(Excerpts from a point labeling dataset)

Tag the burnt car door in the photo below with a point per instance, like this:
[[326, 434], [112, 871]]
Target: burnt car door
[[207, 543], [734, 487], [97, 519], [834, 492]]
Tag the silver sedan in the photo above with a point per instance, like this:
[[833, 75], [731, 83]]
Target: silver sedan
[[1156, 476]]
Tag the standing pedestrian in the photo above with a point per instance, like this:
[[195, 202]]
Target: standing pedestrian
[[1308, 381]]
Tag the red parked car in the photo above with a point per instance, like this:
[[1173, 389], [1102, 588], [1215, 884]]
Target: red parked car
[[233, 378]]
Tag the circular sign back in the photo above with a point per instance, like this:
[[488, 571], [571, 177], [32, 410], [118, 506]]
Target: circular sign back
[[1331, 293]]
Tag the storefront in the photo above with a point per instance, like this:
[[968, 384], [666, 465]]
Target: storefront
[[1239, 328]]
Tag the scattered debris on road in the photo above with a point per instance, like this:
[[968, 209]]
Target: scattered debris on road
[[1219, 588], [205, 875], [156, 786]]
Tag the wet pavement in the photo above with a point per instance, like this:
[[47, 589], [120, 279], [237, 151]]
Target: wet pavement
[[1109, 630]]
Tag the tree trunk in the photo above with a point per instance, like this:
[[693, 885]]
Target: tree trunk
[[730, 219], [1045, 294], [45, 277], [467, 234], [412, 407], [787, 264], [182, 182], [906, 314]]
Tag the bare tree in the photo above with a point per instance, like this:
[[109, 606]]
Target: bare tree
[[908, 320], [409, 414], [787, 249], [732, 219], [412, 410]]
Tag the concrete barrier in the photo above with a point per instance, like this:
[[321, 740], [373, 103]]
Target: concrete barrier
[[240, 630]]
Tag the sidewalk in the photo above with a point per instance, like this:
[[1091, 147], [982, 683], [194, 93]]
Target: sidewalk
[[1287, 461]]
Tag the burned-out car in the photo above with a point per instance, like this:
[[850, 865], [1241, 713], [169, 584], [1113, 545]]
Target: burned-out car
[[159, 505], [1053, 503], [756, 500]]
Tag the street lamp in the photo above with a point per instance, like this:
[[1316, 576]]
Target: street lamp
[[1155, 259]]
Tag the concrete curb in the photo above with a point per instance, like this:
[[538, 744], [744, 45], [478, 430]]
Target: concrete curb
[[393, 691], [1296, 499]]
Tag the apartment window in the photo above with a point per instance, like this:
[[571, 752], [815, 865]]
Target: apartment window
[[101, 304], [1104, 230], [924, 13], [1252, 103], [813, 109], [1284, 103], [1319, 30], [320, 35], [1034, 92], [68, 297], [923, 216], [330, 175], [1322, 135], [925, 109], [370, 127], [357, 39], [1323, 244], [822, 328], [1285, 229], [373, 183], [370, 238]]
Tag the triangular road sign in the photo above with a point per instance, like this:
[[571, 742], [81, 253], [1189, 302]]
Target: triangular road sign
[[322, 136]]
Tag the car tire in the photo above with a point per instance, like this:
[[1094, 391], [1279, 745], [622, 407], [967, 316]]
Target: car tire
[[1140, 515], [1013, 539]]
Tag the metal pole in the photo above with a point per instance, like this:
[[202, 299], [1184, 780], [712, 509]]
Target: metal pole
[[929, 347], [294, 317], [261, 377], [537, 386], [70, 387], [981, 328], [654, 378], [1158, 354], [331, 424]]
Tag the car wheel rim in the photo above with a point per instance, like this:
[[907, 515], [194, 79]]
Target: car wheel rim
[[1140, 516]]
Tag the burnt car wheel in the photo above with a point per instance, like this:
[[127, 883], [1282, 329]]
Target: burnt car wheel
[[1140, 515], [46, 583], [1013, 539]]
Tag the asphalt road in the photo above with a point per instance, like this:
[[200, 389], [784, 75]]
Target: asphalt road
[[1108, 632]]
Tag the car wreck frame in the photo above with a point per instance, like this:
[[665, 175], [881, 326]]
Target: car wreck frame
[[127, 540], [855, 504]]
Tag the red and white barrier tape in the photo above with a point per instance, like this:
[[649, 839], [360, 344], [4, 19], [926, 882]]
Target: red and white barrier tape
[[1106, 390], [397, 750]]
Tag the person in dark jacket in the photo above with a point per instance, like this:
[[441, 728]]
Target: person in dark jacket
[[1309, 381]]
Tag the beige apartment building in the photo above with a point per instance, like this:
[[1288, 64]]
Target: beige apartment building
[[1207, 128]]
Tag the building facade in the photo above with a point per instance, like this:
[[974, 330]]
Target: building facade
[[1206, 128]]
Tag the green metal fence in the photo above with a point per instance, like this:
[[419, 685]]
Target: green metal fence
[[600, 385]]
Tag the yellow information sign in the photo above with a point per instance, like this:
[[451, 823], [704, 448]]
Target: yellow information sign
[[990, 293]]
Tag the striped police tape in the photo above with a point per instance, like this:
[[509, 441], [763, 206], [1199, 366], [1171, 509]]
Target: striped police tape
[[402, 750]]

> EXERCISE BRIEF
Reproduce the material above from its first line through the line that contains "[[240, 630]]", and include that final line.

> TASK SOLUTION
Tag the burnt car door in the photo below with a point per instance, like this:
[[326, 434], [112, 871]]
Target: burnt car door
[[207, 543], [734, 487], [97, 519], [834, 492]]
Tag the silver sedan in the photo above with a point per instance, like this:
[[833, 75], [731, 83]]
Target: silver sedan
[[1156, 476]]
Tag the standing pedestrian in the photo above with a point per instance, like this:
[[195, 202]]
Target: standing pedestrian
[[1308, 381]]
Tag the red parked car in the photo above with a point per instance, like this:
[[1173, 389], [1102, 588], [1215, 884]]
Target: red parked car
[[233, 378]]
Tag the circular sign back in the photo above with a point per instance, like this:
[[488, 571], [571, 177], [32, 410], [118, 506]]
Target: circular sign back
[[1331, 293]]
Tag the storefront in the photo above with a point per instance, like this:
[[968, 384], [666, 465]]
Target: storefront
[[1239, 328]]
Tag the scattered debris on road in the photo above with a point per instance, like this:
[[968, 209]]
Target: scattered debris on road
[[1219, 588], [205, 875], [156, 786]]
Tag the wet pavement in the photo above with a point per instance, like this:
[[47, 589], [120, 279], [237, 151]]
Target: wet pavement
[[1109, 630]]
Tag the tree trunk in the photo above with a point per instance, like this:
[[693, 885]]
Target: tree trunk
[[730, 219], [1045, 294], [45, 277], [467, 234], [412, 407], [787, 264], [182, 182], [906, 314]]
Tag the bare tree in the photo above with a point per instance, like this:
[[109, 606]]
Target: bare tree
[[908, 320], [409, 414], [787, 249], [732, 219], [412, 410]]
Tag the concrete barrier in the photo above with a point per instance, like this:
[[321, 740], [373, 103]]
Target: concrete barrier
[[240, 630]]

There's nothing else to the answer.